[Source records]

▬▬▬

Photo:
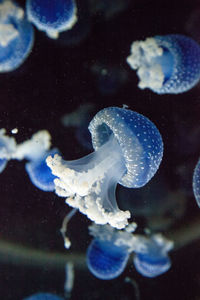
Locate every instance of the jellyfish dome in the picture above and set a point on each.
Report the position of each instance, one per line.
(109, 251)
(196, 183)
(52, 16)
(16, 36)
(43, 296)
(154, 260)
(167, 64)
(128, 150)
(40, 174)
(7, 148)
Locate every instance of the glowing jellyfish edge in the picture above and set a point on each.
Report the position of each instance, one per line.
(16, 36)
(52, 16)
(166, 64)
(128, 150)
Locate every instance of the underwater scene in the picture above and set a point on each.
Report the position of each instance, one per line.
(99, 150)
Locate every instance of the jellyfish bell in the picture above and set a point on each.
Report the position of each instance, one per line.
(154, 259)
(196, 182)
(167, 64)
(43, 296)
(16, 36)
(128, 150)
(52, 16)
(109, 251)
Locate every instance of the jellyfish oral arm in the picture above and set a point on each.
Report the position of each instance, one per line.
(89, 183)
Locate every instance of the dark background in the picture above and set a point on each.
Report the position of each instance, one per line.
(58, 77)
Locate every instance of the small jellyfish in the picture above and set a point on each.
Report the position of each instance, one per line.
(196, 182)
(43, 296)
(109, 251)
(128, 150)
(7, 148)
(16, 36)
(153, 260)
(167, 64)
(40, 174)
(52, 16)
(36, 150)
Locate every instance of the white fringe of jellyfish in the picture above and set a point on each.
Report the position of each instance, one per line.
(167, 64)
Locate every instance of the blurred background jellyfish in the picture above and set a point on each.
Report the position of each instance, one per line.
(128, 150)
(153, 260)
(7, 148)
(167, 64)
(109, 251)
(52, 16)
(43, 296)
(36, 150)
(196, 182)
(16, 36)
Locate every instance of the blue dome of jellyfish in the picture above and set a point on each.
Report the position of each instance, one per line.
(109, 251)
(16, 36)
(153, 260)
(128, 150)
(7, 148)
(196, 183)
(52, 16)
(40, 174)
(167, 64)
(43, 296)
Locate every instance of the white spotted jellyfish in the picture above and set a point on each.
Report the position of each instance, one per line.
(43, 296)
(153, 260)
(167, 64)
(109, 251)
(52, 16)
(196, 182)
(35, 151)
(128, 150)
(16, 36)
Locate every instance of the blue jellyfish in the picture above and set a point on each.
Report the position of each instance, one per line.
(7, 148)
(35, 151)
(40, 174)
(52, 16)
(43, 296)
(128, 150)
(167, 64)
(109, 251)
(16, 36)
(196, 182)
(153, 260)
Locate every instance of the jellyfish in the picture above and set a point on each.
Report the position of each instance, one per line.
(128, 150)
(35, 151)
(167, 64)
(7, 148)
(16, 36)
(109, 251)
(153, 260)
(196, 183)
(43, 296)
(52, 16)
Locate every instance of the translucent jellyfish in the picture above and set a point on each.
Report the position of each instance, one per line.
(52, 16)
(153, 260)
(36, 151)
(196, 182)
(43, 296)
(128, 150)
(166, 64)
(7, 148)
(109, 251)
(16, 36)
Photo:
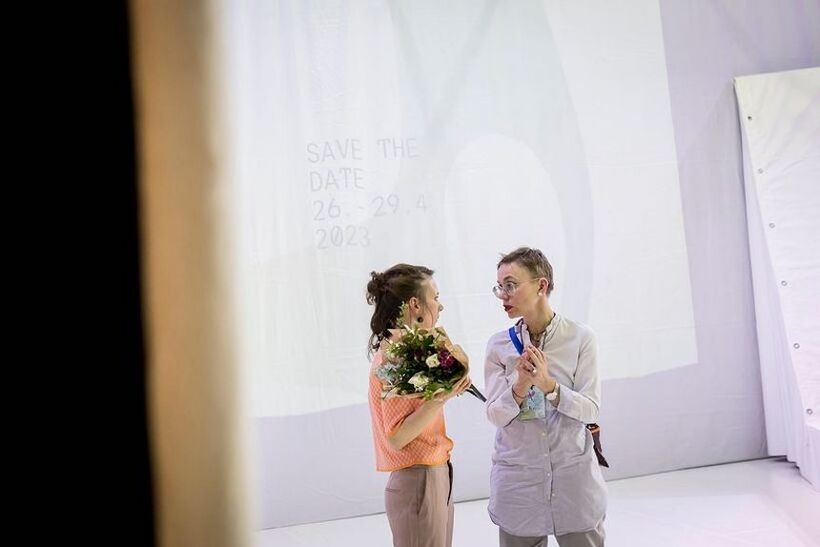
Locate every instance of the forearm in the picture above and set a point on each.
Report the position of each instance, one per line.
(414, 424)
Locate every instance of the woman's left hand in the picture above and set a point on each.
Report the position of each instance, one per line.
(537, 368)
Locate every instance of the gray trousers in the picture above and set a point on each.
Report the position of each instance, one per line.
(592, 538)
(419, 505)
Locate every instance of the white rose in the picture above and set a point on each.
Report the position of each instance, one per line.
(419, 380)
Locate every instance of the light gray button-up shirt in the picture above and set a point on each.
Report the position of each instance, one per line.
(545, 478)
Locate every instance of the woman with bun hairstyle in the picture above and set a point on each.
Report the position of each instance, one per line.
(409, 434)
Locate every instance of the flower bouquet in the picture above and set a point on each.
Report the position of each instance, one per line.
(422, 363)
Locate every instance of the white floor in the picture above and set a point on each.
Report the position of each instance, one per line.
(762, 502)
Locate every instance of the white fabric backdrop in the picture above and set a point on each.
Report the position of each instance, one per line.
(445, 133)
(780, 116)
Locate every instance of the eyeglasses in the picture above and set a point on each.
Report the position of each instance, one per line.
(508, 287)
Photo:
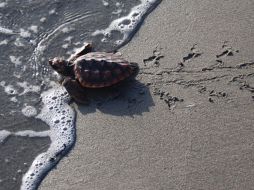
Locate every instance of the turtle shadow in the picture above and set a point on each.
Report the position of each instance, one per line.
(129, 98)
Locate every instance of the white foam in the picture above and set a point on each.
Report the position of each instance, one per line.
(43, 19)
(67, 29)
(34, 28)
(4, 42)
(52, 11)
(65, 46)
(61, 118)
(18, 42)
(127, 24)
(26, 133)
(24, 33)
(6, 31)
(14, 99)
(3, 4)
(15, 60)
(29, 111)
(28, 88)
(9, 89)
(3, 135)
(105, 3)
(30, 133)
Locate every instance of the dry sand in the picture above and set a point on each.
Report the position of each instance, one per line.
(188, 121)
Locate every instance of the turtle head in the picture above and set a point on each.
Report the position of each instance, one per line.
(61, 66)
(134, 68)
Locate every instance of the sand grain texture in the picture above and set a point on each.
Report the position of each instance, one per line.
(191, 127)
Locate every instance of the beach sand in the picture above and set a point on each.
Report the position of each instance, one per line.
(187, 122)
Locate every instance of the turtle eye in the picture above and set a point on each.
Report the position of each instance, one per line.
(51, 61)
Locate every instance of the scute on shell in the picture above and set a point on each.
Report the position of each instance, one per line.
(99, 69)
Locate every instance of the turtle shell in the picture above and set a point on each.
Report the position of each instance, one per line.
(99, 69)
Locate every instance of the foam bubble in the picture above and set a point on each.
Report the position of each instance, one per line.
(127, 24)
(51, 12)
(29, 111)
(28, 88)
(3, 135)
(24, 33)
(15, 60)
(14, 99)
(18, 42)
(3, 4)
(9, 89)
(4, 42)
(34, 28)
(6, 31)
(105, 3)
(61, 118)
(30, 133)
(43, 19)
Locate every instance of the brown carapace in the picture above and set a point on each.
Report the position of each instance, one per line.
(86, 69)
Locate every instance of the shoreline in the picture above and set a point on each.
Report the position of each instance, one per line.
(186, 123)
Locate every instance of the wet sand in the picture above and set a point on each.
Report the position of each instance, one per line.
(187, 122)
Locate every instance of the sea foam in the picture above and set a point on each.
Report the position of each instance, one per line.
(61, 118)
(127, 24)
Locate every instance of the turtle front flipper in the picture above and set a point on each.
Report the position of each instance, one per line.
(86, 48)
(75, 90)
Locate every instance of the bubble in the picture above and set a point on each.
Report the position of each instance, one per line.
(131, 21)
(29, 111)
(60, 117)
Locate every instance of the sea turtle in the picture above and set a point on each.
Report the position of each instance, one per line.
(87, 69)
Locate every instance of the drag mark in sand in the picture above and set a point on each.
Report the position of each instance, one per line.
(197, 74)
(61, 118)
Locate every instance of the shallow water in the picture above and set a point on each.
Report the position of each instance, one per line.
(30, 33)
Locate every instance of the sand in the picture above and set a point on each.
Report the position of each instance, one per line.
(187, 122)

▬▬▬

### Exercise instructions
Reproduce every entry word for word, but skip any pictures.

### Task answer
Photo:
Locate every instance of the jellyfish dome in the picture above and set a point on each.
Report the position of each instance, one per line.
(109, 251)
(196, 183)
(52, 16)
(16, 36)
(43, 296)
(154, 260)
(167, 64)
(128, 150)
(40, 174)
(7, 148)
Locate every instance of the glowing jellyfish edge in the picture above and set a point on each.
Report the position of each instance, one per line.
(16, 36)
(52, 16)
(166, 64)
(128, 150)
Locate every instance of the underwater scene in the picture above and set a point on each.
Report the position of each instance, one per line.
(99, 150)
Locate every instance of the jellyfish bell in the picture above and set a point on each.
Report the position of each instance, one per line.
(154, 259)
(196, 182)
(167, 64)
(43, 296)
(16, 36)
(128, 150)
(52, 16)
(109, 251)
Locate every instance of the jellyfish oral arm in the picture above and set a point on each.
Report the position of each instance, one per line.
(89, 183)
Locate every instance of the dark background in the picture above and set a point on each.
Report the position of each instance, one per line.
(58, 77)
Locate every instance of the small jellyfish in the picture above and set a point on each.
Report the position of each instance, one per line.
(196, 182)
(43, 296)
(109, 251)
(128, 150)
(7, 148)
(16, 36)
(153, 260)
(167, 64)
(40, 174)
(52, 16)
(36, 150)
Locate every instance of the white fringe of jellyfish in the picture above and set a point on each.
Report the position of each instance, one per line.
(167, 64)
Locate every instance of the blurred background jellyfish in the picture above and set a point on each.
Report the position of each instance, one per line.
(128, 150)
(153, 260)
(7, 148)
(167, 64)
(109, 251)
(52, 16)
(43, 296)
(36, 150)
(196, 182)
(16, 36)
Locate every instance of the blue dome of jellyfish in the picture above and set a point on each.
Report the position of each instance, one per line.
(109, 251)
(16, 36)
(153, 260)
(128, 150)
(7, 148)
(196, 183)
(52, 16)
(40, 174)
(167, 64)
(43, 296)
Locate every instance of the white spotted jellyfish in the picture above and set a point on each.
Report the position of each instance, one per line.
(43, 296)
(153, 260)
(167, 64)
(109, 251)
(52, 16)
(196, 182)
(35, 151)
(128, 150)
(16, 36)
Locate every instance of the blue jellyfish in the picture above and set a point on each.
Report the position of each instance, one per line.
(7, 148)
(35, 151)
(40, 174)
(52, 16)
(43, 296)
(128, 150)
(167, 64)
(109, 251)
(16, 36)
(196, 182)
(153, 260)
Locate every instance of the jellyfish in the picture above and set a point on each.
Report the position of each instance, one per line.
(128, 150)
(35, 151)
(167, 64)
(7, 148)
(16, 36)
(109, 251)
(153, 260)
(196, 183)
(43, 296)
(52, 16)
Locate every instance of the translucent jellyfish in the picture above and set a point on each.
Report the position of each instance, one per line.
(52, 16)
(153, 260)
(36, 151)
(196, 182)
(43, 296)
(128, 150)
(166, 64)
(7, 148)
(109, 251)
(16, 36)
Photo:
Locate every instance of the forearm in the picture above and set a point on each.
Report the position of each instance, one per line.
(414, 424)
Locate every instance of the woman's left hand in the picture above and set a point on each.
Report the position of each instance, one per line.
(537, 368)
Locate every instance of the gray trousers in the picture above and set a point on each.
Report the position of each instance, one per line.
(592, 538)
(419, 505)
Locate every instance of the white rose in the picture above and set a point on each.
Report the position of each instance, one per line.
(419, 380)
Locate every instance of the light gray button-up shirt in the picture above and set a point on each.
Report the position of each instance, one per line.
(545, 478)
Locate every instance of the woman with bun hairstyle in the picture above and set a point on each.
Report the position of each instance, one per line.
(409, 434)
Locate every instance of the flower bouquet in the picture above and set a point on each.
Report the position of each instance, one per line.
(422, 363)
Locate every instance of the white floor in the picture above and set a point on each.
Report the position of each instance, one per line.
(762, 502)
Locate every instance of the white fabric backdrop in the picture above and set a point on each.
Report the position of each instance, one per line.
(445, 133)
(780, 116)
Locate every instance of the eyeglasses in the picture above and set a point on each.
Report the position of each instance, one per line.
(508, 287)
Photo:
Locate every instance of the turtle shadow in the picture above and set a point on each.
Report the position of each instance, one per line.
(129, 98)
Locate every instance of the white foam in the picture above and set a point on each.
Report the position of each instance, one per line.
(43, 19)
(67, 29)
(34, 28)
(4, 42)
(52, 11)
(65, 46)
(61, 118)
(18, 42)
(127, 24)
(26, 133)
(24, 33)
(6, 31)
(14, 99)
(3, 4)
(15, 60)
(29, 111)
(28, 88)
(9, 89)
(3, 135)
(105, 3)
(30, 133)
Locate every instance of the dry sand in the picture above and set a point on each.
Report the position of each instance, one per line.
(188, 121)
Locate every instance of the turtle head in the picture above and set a point on each.
Report the position of each instance, one per line.
(61, 66)
(134, 68)
Locate every instance of the sand grain texture in the picture above and set a point on each.
Report the position of each instance, one per line.
(191, 127)
Locate every instance of the beach sand in the picture above and set a point on each.
Report the position of each instance, one per line.
(187, 122)
Locate every instance of the turtle eye in the picture above and set a point on each.
Report the position of each instance, one per line.
(51, 61)
Locate every instance of the scute on shell in the picture above and set a point on each.
Report the position of each instance, one per line.
(99, 69)
Locate every instance of the turtle shell in the picture above and set a point on each.
Report the position of each instance, one per line.
(99, 69)
Locate every instance of the foam bubble in the picture above and set a point on each.
Report the position of each instance, one per line.
(127, 24)
(51, 12)
(29, 111)
(28, 88)
(3, 135)
(24, 33)
(15, 60)
(14, 99)
(18, 42)
(3, 4)
(9, 89)
(4, 42)
(34, 28)
(6, 31)
(105, 3)
(61, 118)
(30, 133)
(43, 19)
Locate every instance of the brown carapace in the picture above and set a point on each.
Report the position of each instance, one per line.
(86, 69)
Locate every instance of the shoreline in the picture above and set a point on each.
Report the position of each instance, one per line.
(186, 123)
Locate every instance of the wet sand in the picture above and set a point on each.
Report the position of each instance, one per line.
(187, 122)
Locate every instance of the sea foam in the picture above and set a point on each.
Report the position of each instance, one per line.
(61, 118)
(127, 24)
Locate every instance of the turtle front flipper in the picture above and set a point on each.
Report the position of each instance, one per line.
(86, 48)
(75, 90)
Locate every instance of the bubble in the picture above and set a point on each.
Report the position of each instance, one per line.
(131, 21)
(29, 111)
(60, 117)
Locate every instance of the sea turtle in the picture above and set a point on each.
Report the position of each instance, one per line.
(87, 69)
Locate every instance of the drag mark in sand in the picture above and set a point on each.
Report the position of each instance, one per line.
(197, 74)
(61, 118)
Locate every instance of the shallow water in the picture above and set a point on each.
Report the position of each instance, one per line.
(30, 33)
Locate every instance of the sand in the picture above and set a point on each.
Report the position of each instance, one per line.
(187, 122)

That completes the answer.